[Records provided — start]

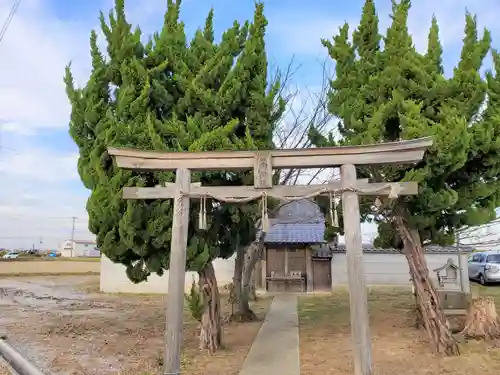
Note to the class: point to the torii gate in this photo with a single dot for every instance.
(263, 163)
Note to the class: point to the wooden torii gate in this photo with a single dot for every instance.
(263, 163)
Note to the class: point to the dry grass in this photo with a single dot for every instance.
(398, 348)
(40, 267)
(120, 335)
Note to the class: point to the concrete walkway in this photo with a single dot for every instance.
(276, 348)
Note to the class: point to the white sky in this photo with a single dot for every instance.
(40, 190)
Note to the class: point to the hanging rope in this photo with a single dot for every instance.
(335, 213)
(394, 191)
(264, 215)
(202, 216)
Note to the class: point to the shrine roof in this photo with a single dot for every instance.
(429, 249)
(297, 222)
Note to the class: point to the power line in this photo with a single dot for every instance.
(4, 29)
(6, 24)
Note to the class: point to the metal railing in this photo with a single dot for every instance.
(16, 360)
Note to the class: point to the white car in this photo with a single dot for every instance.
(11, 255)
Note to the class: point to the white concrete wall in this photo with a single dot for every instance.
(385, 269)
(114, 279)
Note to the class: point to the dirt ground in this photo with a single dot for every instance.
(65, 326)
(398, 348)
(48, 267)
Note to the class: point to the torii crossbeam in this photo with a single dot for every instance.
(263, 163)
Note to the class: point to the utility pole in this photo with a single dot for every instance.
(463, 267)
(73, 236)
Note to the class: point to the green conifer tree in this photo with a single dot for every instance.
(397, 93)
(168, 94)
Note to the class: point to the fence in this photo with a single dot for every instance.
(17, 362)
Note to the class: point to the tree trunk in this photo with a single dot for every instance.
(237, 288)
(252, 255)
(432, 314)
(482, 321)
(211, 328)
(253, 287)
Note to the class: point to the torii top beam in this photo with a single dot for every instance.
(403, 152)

[Records provided — finish]

Copy over exactly the lines above from the one with "Note to the class: point to the torii top" to the last, both included, and no others.

▶ Answer to this problem:
Note to the class: point to the torii top beam in this photo with a single dot for every instance.
(403, 152)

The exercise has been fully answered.